_SUPPLIED DATA:_

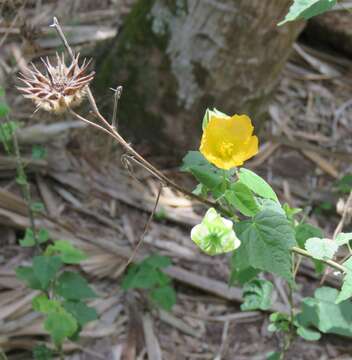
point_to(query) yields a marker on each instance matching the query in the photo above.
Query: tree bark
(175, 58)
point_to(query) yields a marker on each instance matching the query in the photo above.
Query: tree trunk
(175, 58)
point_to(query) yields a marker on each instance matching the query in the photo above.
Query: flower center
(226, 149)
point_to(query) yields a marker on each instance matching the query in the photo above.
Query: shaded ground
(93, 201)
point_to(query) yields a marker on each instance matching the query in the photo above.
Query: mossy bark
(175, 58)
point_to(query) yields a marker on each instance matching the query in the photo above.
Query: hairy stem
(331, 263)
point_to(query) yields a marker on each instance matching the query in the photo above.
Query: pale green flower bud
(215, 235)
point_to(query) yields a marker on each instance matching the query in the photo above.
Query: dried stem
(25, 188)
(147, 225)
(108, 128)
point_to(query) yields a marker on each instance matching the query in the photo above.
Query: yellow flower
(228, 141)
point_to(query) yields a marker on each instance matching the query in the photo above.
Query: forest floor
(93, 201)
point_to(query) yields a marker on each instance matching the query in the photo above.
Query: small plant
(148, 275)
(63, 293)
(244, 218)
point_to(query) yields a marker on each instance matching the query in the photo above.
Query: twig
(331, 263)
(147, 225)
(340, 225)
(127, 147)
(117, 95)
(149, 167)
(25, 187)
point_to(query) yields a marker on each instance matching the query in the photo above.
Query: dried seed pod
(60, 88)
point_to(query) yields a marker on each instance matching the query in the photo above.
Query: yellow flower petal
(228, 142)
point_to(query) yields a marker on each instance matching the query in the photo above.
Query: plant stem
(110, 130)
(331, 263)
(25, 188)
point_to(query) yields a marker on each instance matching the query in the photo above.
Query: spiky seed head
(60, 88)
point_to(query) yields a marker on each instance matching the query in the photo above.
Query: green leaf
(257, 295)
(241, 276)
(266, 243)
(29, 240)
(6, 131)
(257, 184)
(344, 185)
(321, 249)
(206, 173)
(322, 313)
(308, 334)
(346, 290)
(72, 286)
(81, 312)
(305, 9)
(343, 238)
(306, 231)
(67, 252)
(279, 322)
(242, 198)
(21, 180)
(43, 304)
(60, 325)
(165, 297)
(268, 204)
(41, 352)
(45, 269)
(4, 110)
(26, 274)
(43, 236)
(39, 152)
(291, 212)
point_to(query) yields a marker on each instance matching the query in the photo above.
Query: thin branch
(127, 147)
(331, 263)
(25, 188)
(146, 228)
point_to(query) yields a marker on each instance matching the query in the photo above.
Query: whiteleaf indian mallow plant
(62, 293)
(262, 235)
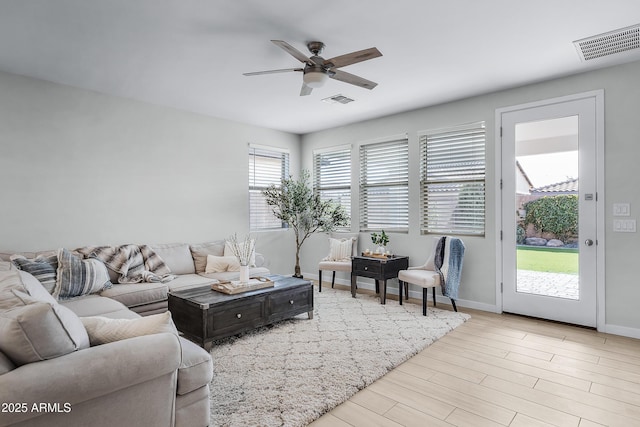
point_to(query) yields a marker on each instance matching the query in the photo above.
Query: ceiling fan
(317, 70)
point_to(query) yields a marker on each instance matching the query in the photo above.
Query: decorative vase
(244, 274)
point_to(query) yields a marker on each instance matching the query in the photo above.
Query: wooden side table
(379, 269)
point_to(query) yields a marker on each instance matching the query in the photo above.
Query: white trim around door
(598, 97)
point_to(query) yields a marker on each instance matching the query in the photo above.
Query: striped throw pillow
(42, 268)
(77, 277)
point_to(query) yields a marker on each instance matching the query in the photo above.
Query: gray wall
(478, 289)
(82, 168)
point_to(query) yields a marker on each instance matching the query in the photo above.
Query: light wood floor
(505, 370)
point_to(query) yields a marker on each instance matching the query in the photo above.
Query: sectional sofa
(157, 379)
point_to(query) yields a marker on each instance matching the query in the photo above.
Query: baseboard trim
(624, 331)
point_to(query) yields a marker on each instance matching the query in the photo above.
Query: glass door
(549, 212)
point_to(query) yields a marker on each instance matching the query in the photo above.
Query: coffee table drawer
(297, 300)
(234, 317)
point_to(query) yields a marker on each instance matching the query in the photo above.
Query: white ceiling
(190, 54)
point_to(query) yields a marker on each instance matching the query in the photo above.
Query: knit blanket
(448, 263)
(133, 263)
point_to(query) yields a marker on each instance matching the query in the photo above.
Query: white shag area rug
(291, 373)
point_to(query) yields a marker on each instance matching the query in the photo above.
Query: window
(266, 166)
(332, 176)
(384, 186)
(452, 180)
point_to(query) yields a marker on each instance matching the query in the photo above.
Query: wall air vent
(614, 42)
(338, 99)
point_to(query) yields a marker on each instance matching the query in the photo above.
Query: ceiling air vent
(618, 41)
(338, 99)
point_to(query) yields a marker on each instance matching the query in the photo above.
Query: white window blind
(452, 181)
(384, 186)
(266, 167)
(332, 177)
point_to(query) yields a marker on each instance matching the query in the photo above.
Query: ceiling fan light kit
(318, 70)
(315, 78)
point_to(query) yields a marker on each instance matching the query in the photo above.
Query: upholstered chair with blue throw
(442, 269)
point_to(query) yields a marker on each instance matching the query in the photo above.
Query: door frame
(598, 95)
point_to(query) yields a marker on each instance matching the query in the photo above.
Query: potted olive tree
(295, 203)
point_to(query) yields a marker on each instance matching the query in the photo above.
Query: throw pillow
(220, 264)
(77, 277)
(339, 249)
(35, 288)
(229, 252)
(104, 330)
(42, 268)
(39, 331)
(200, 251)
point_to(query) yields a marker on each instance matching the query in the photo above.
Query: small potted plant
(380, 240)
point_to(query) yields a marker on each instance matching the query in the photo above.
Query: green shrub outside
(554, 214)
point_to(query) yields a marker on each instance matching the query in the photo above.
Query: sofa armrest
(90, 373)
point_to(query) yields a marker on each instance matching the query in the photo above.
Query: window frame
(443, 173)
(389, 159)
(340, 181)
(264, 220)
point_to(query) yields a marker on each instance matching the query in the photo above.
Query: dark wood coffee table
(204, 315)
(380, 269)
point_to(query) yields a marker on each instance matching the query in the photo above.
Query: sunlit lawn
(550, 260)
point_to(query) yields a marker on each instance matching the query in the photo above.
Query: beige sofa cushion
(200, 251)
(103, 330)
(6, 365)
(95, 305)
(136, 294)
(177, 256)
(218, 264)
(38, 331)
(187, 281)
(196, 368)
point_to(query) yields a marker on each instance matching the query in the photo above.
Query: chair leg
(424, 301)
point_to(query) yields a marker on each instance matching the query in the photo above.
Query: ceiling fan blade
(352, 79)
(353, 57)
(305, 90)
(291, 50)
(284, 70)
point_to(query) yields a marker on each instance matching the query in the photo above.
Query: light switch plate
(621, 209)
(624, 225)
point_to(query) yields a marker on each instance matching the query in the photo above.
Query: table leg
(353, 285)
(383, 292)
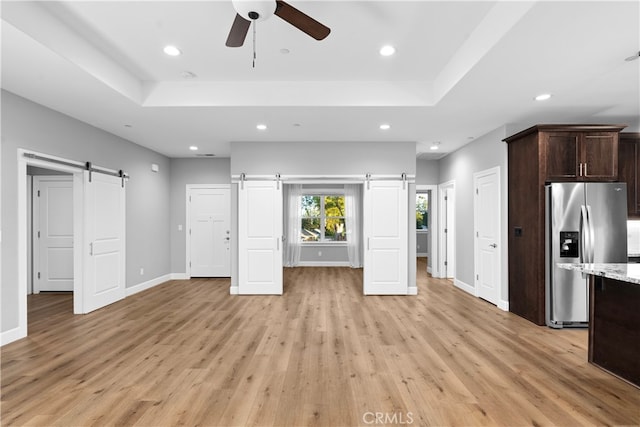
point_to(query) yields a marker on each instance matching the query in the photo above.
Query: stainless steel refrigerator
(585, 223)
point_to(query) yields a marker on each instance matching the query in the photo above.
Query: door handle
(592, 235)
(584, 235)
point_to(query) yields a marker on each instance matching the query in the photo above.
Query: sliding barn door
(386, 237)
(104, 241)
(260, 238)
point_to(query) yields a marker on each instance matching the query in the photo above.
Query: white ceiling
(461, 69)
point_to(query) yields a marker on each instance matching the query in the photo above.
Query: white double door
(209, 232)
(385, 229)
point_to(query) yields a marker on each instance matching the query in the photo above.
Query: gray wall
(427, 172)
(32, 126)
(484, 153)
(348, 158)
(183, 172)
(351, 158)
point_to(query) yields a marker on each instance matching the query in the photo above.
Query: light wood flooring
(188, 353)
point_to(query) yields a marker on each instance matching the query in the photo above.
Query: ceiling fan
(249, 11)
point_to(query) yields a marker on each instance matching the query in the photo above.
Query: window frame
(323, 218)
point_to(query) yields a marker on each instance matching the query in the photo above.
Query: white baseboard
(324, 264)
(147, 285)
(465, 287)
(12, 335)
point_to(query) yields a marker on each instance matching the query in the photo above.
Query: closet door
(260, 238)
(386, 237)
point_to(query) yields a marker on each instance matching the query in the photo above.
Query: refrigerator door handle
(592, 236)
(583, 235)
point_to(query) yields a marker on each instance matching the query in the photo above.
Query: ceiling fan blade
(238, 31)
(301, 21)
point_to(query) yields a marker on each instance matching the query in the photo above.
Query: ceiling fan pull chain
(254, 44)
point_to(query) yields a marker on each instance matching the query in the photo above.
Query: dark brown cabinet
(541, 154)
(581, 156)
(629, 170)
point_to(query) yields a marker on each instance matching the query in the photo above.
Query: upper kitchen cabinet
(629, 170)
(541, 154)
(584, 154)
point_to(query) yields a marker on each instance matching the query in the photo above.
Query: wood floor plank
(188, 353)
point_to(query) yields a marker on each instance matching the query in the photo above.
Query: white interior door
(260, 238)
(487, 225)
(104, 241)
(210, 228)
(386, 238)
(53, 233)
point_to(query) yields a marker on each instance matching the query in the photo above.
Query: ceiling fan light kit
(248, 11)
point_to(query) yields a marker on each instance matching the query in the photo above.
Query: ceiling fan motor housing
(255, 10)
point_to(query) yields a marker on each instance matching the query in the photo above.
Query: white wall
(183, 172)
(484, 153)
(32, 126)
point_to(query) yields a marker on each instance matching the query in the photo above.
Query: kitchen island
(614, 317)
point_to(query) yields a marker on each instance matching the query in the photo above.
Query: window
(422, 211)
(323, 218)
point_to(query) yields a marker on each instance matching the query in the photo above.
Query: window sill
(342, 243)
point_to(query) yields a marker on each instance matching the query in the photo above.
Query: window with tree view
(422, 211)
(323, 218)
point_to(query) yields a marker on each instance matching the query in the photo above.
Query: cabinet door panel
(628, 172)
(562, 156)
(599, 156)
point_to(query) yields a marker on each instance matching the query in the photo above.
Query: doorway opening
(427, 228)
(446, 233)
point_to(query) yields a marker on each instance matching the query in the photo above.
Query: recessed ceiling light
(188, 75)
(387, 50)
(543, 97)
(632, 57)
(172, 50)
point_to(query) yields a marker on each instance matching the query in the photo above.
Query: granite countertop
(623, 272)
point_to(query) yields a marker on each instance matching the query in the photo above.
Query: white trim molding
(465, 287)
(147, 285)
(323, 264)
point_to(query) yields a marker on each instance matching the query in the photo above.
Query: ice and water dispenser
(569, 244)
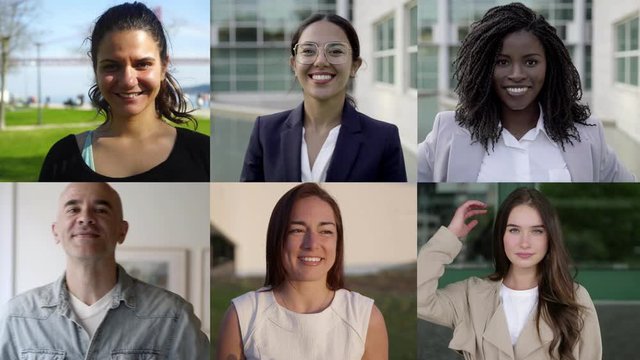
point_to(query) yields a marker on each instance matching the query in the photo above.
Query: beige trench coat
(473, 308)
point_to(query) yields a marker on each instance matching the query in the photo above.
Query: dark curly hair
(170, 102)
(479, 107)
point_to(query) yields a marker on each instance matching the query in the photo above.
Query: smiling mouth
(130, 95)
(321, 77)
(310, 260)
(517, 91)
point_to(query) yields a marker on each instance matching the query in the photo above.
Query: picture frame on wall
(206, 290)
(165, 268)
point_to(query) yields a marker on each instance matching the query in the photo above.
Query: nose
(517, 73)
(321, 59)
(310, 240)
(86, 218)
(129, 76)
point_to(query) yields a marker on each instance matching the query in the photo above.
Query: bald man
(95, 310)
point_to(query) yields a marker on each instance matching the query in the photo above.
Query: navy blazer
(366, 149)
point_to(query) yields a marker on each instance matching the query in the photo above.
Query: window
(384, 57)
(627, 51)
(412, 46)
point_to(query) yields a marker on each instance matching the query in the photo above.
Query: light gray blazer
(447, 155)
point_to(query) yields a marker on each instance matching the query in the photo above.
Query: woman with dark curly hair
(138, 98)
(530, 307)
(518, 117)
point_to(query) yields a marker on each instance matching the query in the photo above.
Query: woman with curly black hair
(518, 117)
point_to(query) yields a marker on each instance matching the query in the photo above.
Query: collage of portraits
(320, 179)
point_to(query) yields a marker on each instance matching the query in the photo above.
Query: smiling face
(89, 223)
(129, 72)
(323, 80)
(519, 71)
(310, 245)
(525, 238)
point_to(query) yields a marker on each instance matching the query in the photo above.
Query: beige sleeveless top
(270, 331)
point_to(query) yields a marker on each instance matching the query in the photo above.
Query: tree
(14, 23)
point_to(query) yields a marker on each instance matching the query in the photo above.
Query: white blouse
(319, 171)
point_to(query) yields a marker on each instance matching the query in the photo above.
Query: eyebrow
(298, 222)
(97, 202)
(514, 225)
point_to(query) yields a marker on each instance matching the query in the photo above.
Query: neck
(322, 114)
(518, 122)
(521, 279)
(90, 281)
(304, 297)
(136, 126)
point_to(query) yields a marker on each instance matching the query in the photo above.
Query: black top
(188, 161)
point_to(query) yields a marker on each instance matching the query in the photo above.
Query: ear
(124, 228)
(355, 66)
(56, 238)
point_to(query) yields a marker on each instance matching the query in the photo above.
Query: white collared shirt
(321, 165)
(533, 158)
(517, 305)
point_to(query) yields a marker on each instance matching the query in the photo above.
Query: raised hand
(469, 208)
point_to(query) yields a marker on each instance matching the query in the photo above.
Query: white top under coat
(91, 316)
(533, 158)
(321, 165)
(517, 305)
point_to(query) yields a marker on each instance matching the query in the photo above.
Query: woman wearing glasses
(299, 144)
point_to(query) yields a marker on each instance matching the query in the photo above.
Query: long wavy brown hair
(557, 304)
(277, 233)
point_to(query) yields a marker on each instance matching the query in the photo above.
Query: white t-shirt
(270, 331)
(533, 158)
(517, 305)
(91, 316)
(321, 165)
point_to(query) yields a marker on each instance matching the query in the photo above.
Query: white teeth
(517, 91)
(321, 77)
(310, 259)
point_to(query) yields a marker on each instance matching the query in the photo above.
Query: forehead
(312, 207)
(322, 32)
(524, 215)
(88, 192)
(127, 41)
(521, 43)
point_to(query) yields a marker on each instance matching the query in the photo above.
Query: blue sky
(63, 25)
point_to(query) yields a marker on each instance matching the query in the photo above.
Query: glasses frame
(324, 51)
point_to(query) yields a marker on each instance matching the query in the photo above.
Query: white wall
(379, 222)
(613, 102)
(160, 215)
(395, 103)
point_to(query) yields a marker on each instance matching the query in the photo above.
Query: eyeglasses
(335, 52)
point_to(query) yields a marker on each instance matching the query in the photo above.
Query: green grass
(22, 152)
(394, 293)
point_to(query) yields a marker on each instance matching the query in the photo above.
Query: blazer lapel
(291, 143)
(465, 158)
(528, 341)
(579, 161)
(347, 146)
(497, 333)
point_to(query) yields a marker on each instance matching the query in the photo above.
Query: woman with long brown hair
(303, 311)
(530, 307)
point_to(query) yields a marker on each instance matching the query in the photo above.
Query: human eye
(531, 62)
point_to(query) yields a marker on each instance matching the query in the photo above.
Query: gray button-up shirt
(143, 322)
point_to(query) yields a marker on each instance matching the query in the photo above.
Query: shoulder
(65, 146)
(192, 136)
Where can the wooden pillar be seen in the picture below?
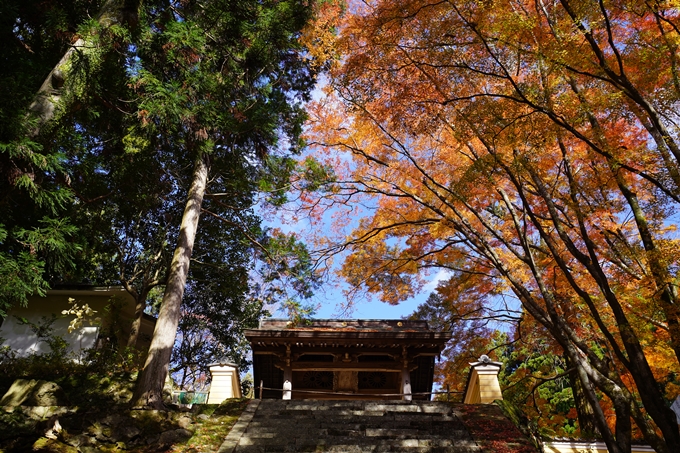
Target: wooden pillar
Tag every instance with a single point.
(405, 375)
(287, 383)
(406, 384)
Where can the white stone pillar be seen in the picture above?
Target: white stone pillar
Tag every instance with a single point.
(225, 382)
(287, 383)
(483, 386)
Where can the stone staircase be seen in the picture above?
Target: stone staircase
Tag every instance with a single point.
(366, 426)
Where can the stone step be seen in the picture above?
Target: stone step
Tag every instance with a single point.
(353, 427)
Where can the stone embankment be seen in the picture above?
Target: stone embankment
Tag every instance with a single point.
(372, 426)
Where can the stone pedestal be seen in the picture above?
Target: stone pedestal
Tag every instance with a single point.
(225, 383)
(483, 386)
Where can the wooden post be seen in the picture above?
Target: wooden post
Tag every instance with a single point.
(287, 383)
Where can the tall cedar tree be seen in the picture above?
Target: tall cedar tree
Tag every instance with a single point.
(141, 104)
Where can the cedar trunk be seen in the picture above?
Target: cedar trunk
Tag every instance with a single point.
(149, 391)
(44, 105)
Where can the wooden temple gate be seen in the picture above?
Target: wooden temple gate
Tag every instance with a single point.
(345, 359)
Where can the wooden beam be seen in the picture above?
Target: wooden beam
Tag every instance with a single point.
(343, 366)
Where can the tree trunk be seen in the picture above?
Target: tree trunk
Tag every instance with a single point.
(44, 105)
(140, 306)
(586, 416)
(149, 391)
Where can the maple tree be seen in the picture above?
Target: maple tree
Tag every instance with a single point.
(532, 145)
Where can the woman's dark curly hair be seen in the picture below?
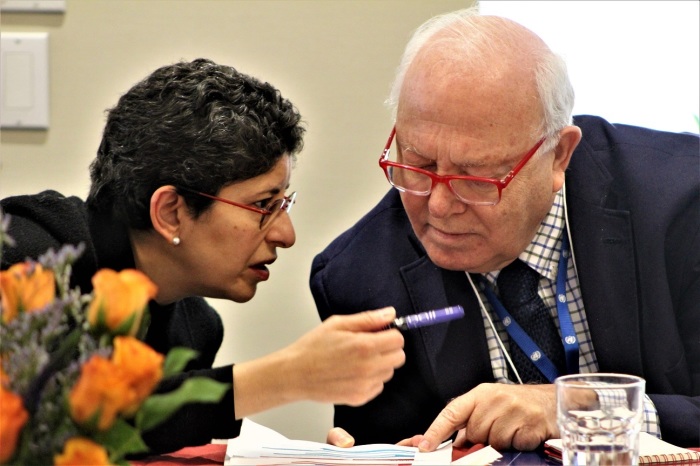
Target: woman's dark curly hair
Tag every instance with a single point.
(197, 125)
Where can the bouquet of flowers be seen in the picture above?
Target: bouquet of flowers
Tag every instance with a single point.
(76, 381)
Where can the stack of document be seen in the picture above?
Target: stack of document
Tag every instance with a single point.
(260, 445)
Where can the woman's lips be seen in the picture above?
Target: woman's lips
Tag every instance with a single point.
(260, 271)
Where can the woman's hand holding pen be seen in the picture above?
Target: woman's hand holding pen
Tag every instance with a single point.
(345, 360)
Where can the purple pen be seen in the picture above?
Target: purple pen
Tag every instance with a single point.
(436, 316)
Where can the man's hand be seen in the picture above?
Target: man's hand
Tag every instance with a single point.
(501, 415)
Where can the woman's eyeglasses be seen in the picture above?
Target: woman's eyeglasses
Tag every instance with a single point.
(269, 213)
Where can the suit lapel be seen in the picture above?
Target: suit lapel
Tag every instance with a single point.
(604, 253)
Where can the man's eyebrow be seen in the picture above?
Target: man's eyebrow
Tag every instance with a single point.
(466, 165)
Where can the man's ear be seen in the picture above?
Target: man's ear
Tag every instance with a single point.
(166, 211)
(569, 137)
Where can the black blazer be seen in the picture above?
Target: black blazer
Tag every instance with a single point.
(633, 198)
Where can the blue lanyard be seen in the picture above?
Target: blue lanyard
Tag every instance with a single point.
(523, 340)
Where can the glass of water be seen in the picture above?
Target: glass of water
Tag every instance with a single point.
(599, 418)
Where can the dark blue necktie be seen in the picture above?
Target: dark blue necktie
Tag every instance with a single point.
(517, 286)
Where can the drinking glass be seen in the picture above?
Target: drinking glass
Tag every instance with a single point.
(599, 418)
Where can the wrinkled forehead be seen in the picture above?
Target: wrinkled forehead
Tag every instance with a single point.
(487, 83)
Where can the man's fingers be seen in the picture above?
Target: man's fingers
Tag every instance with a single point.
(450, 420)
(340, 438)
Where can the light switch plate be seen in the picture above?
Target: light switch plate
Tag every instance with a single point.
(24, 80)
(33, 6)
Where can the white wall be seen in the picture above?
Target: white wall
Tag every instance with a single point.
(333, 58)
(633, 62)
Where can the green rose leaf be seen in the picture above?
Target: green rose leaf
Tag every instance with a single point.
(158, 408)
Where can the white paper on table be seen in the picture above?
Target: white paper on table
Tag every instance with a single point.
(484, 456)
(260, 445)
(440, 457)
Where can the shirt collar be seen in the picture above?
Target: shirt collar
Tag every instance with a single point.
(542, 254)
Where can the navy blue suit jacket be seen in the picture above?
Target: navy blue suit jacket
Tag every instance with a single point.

_AIM OF THE TASK:_ For every line in the data above that holds "beam", return the line itself.

_ANSWER AREA:_
Where can the wooden beam be seen in the picture above?
Target: wooden beam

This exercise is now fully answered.